= What you have to do =
Exactly the lines from the one containing "If it's not too much trouble, please detect the jet" through the end of the entries, both ends included, are to be output.

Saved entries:
○ ○ ○ ○

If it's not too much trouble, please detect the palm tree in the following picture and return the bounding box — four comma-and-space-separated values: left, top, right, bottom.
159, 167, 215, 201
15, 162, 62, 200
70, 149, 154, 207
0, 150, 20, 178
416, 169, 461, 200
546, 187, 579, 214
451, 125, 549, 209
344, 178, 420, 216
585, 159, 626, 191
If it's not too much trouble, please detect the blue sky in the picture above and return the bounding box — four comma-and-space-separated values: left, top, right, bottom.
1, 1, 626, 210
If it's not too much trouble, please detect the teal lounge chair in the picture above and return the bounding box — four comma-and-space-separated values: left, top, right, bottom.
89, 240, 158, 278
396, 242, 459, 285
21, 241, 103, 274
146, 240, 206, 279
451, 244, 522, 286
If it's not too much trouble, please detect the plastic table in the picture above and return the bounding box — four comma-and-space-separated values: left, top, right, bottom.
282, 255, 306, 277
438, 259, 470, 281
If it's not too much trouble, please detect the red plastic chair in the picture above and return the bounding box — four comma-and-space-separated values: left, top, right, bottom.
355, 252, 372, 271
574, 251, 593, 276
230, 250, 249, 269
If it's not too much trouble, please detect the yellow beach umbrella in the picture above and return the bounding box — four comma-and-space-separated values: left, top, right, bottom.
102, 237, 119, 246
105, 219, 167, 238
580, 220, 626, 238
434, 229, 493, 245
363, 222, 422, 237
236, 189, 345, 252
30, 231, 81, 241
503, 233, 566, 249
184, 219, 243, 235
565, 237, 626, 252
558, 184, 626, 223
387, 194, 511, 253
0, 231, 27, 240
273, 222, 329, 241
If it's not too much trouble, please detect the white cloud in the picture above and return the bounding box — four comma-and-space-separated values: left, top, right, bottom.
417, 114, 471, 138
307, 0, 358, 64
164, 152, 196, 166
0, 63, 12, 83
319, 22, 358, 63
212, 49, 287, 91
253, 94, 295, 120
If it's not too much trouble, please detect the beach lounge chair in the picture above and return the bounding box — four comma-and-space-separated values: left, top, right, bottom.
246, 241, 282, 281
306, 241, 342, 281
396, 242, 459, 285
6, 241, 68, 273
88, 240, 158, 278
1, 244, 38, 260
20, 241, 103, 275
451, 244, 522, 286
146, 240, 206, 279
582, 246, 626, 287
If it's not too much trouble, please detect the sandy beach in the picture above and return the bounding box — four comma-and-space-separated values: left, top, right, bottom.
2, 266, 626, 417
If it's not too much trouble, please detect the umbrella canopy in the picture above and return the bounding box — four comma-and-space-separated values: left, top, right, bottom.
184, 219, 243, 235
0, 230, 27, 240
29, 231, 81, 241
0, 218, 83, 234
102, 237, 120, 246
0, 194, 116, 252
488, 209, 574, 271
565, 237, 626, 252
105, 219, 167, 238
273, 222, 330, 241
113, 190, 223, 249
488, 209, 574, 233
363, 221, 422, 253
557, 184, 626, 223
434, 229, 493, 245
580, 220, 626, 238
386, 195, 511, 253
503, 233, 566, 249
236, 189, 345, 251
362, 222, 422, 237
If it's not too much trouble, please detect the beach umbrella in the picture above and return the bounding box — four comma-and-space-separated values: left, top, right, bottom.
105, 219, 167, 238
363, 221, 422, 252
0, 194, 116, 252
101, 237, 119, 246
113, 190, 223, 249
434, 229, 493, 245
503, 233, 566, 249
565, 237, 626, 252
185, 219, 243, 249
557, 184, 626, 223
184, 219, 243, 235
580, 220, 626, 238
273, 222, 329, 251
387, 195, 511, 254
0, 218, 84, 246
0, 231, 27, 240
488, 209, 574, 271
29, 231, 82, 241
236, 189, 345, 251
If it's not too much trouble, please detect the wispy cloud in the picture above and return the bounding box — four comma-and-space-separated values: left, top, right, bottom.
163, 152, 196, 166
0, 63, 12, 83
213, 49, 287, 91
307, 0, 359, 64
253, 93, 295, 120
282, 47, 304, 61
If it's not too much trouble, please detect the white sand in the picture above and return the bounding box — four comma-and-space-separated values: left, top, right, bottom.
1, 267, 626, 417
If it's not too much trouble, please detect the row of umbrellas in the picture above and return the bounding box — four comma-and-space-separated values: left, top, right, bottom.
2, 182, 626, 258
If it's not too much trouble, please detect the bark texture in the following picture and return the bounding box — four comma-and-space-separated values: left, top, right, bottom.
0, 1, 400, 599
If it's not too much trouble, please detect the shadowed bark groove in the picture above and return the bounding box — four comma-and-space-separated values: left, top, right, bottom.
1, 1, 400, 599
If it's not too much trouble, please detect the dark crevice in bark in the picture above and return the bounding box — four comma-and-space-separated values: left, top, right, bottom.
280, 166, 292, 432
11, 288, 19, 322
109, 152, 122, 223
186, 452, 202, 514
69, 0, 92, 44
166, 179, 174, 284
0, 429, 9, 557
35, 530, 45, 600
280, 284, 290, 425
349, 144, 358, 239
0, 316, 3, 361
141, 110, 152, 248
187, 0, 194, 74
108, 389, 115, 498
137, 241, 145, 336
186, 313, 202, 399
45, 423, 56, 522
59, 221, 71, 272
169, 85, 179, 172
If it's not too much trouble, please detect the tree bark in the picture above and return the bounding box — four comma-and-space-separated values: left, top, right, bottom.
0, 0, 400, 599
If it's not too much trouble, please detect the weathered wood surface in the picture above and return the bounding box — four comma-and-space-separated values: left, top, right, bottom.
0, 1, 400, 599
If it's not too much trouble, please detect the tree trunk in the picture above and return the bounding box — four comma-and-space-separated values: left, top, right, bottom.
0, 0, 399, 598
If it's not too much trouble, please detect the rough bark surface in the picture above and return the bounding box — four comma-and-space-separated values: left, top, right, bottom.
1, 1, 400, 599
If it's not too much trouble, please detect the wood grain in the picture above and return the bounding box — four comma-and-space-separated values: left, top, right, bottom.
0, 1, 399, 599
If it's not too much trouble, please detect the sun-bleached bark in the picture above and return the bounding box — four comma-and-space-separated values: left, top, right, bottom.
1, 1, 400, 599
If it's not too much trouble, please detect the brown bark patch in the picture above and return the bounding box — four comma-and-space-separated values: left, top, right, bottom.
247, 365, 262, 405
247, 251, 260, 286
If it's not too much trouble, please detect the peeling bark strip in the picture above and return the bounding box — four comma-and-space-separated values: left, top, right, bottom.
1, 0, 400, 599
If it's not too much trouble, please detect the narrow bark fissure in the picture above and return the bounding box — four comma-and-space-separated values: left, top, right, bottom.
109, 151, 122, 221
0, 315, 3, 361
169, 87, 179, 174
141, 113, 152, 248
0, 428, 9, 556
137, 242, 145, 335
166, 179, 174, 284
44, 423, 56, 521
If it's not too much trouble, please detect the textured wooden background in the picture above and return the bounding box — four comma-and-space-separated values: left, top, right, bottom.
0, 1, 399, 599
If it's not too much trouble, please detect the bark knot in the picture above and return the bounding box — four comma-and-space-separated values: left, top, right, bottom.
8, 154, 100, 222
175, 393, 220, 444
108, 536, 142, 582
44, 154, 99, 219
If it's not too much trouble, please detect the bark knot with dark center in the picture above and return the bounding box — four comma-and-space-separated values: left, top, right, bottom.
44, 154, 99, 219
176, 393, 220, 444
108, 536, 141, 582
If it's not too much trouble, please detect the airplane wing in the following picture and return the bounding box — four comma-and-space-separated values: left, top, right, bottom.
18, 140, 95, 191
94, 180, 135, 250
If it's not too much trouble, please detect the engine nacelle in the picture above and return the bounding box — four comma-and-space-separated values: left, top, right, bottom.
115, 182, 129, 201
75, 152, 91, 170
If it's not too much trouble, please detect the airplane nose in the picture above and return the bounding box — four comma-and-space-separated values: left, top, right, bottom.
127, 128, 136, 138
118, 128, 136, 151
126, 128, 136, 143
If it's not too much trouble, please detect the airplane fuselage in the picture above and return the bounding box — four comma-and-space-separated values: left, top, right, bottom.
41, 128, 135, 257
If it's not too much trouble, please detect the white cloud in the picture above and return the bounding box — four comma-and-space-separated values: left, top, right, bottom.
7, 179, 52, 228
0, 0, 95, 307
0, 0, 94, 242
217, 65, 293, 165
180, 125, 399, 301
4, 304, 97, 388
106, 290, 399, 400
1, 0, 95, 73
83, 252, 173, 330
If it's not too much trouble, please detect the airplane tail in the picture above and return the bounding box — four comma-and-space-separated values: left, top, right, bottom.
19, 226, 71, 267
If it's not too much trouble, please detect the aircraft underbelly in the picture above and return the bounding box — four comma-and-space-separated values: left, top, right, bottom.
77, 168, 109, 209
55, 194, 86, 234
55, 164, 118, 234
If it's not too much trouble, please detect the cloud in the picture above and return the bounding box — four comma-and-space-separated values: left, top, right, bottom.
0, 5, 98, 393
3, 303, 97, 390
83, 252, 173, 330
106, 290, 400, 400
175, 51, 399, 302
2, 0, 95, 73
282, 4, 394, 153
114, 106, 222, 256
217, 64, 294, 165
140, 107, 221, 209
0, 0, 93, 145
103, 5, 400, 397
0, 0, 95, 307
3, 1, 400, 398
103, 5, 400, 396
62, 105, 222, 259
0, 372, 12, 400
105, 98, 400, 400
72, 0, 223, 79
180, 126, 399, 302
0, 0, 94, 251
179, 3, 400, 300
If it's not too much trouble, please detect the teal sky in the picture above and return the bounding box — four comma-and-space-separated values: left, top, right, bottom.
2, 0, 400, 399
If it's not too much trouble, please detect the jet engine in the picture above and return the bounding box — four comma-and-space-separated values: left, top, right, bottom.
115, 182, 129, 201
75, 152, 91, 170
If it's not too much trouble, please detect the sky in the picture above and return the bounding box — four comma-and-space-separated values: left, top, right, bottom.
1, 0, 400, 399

○ ○ ○ ○

= Exercise result =
If it's not too much trouble, please detect the jet engine in the picture above and return the bounding box — four comma-and-space-separated values: left, top, right, bottom.
115, 182, 129, 201
75, 152, 91, 170
If it's not too much trouble, please detect the sky in the picture above and return the bounding box — four comma-and-space-separated values: left, top, right, bottom.
1, 0, 400, 399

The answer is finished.